* _Directions for this task_
In the entries below, count each line holding the word "smile". Answer with the total alone.

Data records

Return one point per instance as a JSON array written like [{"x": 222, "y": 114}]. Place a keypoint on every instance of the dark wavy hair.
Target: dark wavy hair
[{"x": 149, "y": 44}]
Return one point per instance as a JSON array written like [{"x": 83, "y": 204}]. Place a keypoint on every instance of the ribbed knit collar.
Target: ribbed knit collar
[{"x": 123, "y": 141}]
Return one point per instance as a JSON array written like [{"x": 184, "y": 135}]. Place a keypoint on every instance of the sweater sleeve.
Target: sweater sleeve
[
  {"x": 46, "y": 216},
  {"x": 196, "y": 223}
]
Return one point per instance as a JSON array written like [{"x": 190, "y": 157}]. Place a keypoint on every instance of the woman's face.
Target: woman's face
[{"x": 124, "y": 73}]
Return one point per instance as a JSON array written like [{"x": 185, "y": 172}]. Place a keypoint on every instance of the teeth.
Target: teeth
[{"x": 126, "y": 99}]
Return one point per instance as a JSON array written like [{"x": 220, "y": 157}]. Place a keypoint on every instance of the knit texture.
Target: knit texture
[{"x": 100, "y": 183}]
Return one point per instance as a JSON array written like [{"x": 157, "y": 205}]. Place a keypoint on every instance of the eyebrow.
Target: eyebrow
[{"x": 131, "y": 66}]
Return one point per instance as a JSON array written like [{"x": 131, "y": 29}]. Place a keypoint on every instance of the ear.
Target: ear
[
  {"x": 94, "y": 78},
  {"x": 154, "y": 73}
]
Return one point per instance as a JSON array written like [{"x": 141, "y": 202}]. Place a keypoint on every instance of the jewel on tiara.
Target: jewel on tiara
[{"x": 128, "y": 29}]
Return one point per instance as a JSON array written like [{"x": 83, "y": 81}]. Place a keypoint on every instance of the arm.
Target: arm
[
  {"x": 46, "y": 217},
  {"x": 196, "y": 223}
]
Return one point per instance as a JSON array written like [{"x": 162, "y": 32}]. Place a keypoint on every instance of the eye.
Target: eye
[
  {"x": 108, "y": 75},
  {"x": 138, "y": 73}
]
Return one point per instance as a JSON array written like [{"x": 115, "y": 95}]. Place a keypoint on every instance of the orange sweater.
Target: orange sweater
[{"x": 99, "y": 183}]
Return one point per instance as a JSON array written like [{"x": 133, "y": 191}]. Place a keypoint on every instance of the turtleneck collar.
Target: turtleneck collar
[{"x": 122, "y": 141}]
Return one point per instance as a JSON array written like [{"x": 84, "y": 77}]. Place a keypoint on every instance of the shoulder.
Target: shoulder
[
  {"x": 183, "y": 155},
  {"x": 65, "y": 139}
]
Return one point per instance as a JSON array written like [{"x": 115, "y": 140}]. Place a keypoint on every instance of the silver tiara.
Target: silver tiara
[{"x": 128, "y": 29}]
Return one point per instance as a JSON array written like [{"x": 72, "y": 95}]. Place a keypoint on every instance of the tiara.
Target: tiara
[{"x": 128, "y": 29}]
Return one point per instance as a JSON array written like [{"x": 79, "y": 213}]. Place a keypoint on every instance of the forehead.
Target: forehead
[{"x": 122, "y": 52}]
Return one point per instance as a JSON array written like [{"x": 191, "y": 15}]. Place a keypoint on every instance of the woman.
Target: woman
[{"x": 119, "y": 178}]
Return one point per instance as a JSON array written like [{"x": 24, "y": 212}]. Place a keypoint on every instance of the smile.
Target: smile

* _Exercise answer_
2